## TEXT PASSAGE
○ ○ ○ ○ ○ ○ ○
This week's Official UK Singles Chart

Well I don't know about your week but mine has been frantic. Several interviews about Crazy Frog later I'm all done talking about the damn thing [the whole planet seemed to want to talk to someone about the damn Crazy Frog phenomenon, my phone never rang so much as it did that week], but here it is sitting pretty at Number One for a second week. Still, the more records they sell the more Jamster (or Jamba to give them their correct company name) will stand a chance of making back some of the millions they have spent TV advertising the track - oh and of course the ring tone. One glance at their site is enough to tell you why they spend so much time pushing their own cute cast of characters. Their core business, of course, is selling ringtone versions of chart hits, whether in tone form or as mp3 samples. Every time they sell one of these at £3 a pop they have to pay a chunk in royalties to the original artists - hence the most profitable ringtones are the ones featuring characters and sounds they own themselves. If the whole Crazy Frog concept continues to depress you, consider this. For the second time this year, the Number One single in the UK has generated headlines and comment. Thanks to Tony Christie and Crazy Frog, all of a sudden it matters what is Number One and the singles chart is headline news once more. 12 months ago that would have been inconceivable. If that isn't enough for you there is another damn frog record on the way next week.

An absence of big new singles means a quick reversal for a few longer standing hits this week, Akon's Lonely rebounds 3-2 whilst the evergreen Gorillaz, album sales notwithstanding, march 5-3 to claim their highest chart placing for a fortnight.

This leaves the Foo Fighters to claim one of only two new entries inside the Top 10 this week. Dave Grohl's men prove that there is life in them yet with their first album in two and a half years on the way and the single Best Of You which arrives on the charts officially having been available as a download for a few weeks already. Number 4 is enough to give the band their biggest ever hit single. Since their debut almost exactly ten years ago they have only ever notched up two previous Top 10 singles, both of them hitting Number 5 peaks. Debut This Is A Call was first followed by All My Life which charted in October 2002 and heralded their last album. Past form would suggest that this will be as good as it gets as far as their singles performances are concerned, but don't be surprised to see a handful of Top 30 singles arrive on the charts over the next few months.

The second Top 10 new entry goes to an act who are just as "alternative" but who are also no strangers to the upper reaches of the charts. Jack and Meg's new White Stripes album Get Behind Me Satan spawns a lead single in the shape of Blue Orchid which efficiently gives them their second ever Top 10 hit single. Like the Foo Fighters, their best bet for big hits is a single released in advance of the album, their previous foray into the Top 10 coming in May 2003 when Elephant's first hit 7 Nation Army stormed to Number 7.

There is a very welcome new entry at Number 12 as the much talked-about James Blunt finally makes his Top 40 debut with new single You're Beautiful [once more strap in, we are going to be here a while with this one]. The British star had to go to America to make it but we are so glad that he did. With a voice that calls to mind a young Rod Stewart, his debut album Back To Bedlam somehow manages to merge easy listening with rock quite magically. First single Wisemen stalled at Number 44 when released in March but the haunting sounds of You're Beautiful give him a solid and serviceable hit single. Hopefully the first of many.
○ ○ ○ ○ ○ ○ ○
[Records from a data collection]
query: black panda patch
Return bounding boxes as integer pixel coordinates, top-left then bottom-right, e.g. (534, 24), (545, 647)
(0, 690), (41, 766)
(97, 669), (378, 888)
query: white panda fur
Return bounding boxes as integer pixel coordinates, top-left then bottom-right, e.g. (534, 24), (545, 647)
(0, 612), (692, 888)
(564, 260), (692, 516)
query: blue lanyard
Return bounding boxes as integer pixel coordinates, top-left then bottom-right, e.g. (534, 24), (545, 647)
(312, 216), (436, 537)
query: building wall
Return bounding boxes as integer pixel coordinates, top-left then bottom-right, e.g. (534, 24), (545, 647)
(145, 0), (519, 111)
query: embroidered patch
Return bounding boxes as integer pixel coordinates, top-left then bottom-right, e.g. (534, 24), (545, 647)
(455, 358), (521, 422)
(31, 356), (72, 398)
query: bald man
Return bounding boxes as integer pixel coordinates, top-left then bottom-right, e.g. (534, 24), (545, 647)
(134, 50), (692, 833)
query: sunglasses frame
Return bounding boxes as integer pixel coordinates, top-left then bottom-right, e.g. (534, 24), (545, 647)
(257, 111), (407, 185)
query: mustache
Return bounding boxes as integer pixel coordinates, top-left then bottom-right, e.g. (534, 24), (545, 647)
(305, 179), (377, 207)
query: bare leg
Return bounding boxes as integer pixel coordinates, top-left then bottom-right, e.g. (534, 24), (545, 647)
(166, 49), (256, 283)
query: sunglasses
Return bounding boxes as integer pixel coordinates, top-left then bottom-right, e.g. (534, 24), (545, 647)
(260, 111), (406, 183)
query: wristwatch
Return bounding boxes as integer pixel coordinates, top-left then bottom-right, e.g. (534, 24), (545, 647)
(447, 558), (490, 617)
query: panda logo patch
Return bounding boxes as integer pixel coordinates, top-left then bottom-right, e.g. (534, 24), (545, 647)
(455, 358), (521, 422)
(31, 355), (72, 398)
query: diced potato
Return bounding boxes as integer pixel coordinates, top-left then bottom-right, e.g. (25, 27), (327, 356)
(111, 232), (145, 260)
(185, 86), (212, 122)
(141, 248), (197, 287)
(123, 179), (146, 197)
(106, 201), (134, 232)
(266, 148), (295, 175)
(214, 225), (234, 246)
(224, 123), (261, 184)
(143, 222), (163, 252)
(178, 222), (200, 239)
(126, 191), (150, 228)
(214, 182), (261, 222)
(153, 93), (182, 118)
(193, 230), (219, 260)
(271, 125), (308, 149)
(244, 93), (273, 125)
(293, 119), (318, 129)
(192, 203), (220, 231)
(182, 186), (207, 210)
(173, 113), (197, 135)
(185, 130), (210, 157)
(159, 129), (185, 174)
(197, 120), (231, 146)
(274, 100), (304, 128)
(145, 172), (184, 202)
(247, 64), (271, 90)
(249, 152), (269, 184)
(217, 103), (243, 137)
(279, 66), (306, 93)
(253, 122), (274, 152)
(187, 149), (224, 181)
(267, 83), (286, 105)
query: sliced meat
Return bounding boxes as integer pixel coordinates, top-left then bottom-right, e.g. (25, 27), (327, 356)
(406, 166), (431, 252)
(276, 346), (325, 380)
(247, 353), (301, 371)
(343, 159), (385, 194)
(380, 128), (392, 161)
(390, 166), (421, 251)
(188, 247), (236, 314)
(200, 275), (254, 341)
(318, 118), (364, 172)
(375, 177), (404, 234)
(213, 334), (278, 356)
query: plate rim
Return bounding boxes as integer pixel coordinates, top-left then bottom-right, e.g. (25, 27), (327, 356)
○ ○ ○ ○ ○ ○ ○
## PROBLEMS AND TASKS
1/ Answer these questions using the chart commentary:
(a) At what position does the Foo Fighters single Best Of You enter the chart?
(b) Which White Stripes single reached Number 7 in May 2003?
(c) At what number did James Blunt's first single Wisemen stall?
2/ Find every line in the listing that contains the string "sunglasses", with case counting, and copy each of those lines.
The text and the listing have no connection to each other.

## ANSWERS FOR THIS EXERCISE
1/
(a) Number 4
(b) 7 Nation Army
(c) Number 44

2/
query: sunglasses frame
query: sunglasses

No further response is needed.